# Exercise 5 Solution: Cepstral Techniques

## 1. Generating Voiced Excitation Source
Generate a 32 ms pulse sequence for a voiced source at 100 Hz.

In [None]:
import numpy as np
import matplotlib.pyplot as plt

# 1. Sampling rate and window length
fs = 16000  # Hz
duration_ms = 32  # ms
N = int(duration_ms/1000 * fs)  # number of samples (32 ms)

# 2. Fundamental frequency and period
f0 = 100  # Hz
period_samples = int(fs / f0)  # samples per pitch period

# 3. Generate voiced excitation u[n]
u = np.zeros(N)
u[::period_samples] = 1  # impulse at each period

# 4. Plot the pulse train
plt.figure(figsize=(8, 2))
plt.stem(np.arange(N)/fs*1000, u, basefmt=" ")
plt.xlabel('Time [ms]')
plt.title(f'Voiced Excitation: {f0} Hz Pulse Train (32 ms)')
plt.show()

(Extracted records)
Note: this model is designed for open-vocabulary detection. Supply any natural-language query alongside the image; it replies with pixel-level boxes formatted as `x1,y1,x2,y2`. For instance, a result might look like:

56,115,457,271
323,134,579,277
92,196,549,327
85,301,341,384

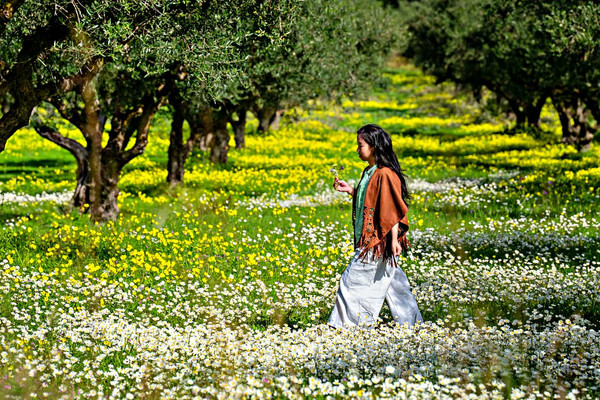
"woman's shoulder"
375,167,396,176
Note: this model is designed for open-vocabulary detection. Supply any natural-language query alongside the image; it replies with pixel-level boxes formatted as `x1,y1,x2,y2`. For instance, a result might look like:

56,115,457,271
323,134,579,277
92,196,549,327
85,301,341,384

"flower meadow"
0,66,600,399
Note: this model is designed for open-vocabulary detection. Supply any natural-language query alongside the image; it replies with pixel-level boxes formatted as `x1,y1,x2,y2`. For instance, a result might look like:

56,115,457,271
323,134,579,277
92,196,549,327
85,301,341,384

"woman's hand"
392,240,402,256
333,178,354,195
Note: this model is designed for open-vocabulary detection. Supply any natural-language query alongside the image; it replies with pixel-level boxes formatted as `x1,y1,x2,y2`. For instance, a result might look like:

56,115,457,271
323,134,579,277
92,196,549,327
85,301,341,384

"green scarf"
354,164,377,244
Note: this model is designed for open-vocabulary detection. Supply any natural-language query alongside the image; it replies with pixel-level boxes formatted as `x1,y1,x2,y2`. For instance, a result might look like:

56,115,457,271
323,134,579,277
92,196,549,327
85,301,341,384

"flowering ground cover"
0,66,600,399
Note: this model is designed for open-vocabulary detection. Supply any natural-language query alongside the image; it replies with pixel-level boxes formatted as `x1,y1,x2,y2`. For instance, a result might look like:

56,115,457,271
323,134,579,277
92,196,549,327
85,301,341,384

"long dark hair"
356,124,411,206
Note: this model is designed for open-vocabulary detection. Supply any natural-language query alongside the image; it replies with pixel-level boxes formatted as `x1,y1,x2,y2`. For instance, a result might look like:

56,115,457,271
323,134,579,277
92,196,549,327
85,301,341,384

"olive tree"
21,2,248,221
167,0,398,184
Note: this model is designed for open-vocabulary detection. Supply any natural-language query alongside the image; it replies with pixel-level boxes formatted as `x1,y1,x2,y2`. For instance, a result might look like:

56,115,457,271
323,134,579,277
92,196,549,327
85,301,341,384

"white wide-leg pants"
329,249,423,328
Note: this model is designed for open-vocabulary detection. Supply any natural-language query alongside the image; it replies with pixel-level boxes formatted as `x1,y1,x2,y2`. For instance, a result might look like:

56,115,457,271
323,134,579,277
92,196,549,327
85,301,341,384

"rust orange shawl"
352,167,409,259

- _What to work on_
A - Answer these about the cepstral techniques exercise, one per line:
(i) What sampling rate does the code set?
(ii) What fundamental frequency is used for the voiced source?
(iii) What label is given to the x-axis of the plot?
B - Rescale the Extracted records between their start and the line holding "356,124,411,206", inclusive. Reproduce every line there, requests included, with each bounding-box coordinate in the answers multiplied by 0.75 and rounded to a whole number, halves rounding up. Leave the pictures out of the answer.

- _Answers to the problems_
A -
(i) 16000 Hz
(ii) 100 Hz
(iii) Time [ms]

B -
Note: this model is designed for open-vocabulary detection. Supply any natural-language query alongside the image; it replies with pixel-level boxes formatted as `x1,y1,x2,y2`. For instance, a result might look like:

56,115,457,271
323,134,579,277
92,196,549,327
85,301,341,384

"woman's shoulder"
281,125,297,132
Note: this model is designed for open-vocabulary detection. Supply any natural-language query alongside the image; it replies with pixel-level boxes formatted as `x1,y1,x2,y2`. For instance, a result might look like:

56,115,457,271
323,134,579,277
92,196,549,327
85,301,341,384

"flower meadow"
0,50,450,299
Note: this model is designed for open-vocabulary detection. Supply any natural-language query alongside the image; it replies with pixel-level boxes formatted as `x1,y1,x2,y2`. For instance, a result might look like:

56,115,457,271
323,134,579,277
92,196,549,327
85,301,341,384

"woman's hand"
294,180,302,192
250,134,266,146
Note: this model is designed for open-vocabulary detection. Supply any natural-language query alongside the image; it replies with pixel-level boxes formatted as `x1,y1,x2,y2`. For instance, a result might look like:

56,115,457,271
323,134,579,277
92,196,549,327
85,301,341,384

"green scarf"
266,123,283,183
Note: this model is designed for open-vocabulary detection. Supply any natural-language query alongside the image; it replies with pixel-level boxes formatted as `x1,y1,x2,y2`. For instance, a result might look like:

56,115,457,271
323,134,579,277
92,196,549,327
85,301,341,384

"flowering ground cover"
0,50,450,299
Note: this model is designed for open-vocabulary detection. Supply any natural-language query alongside the image; it replies with pixel-level boxes formatted as `x1,y1,x2,y2`. For instance, a result might look like:

56,115,457,271
323,134,579,277
92,196,549,327
85,301,341,384

"long dark hair"
267,93,308,155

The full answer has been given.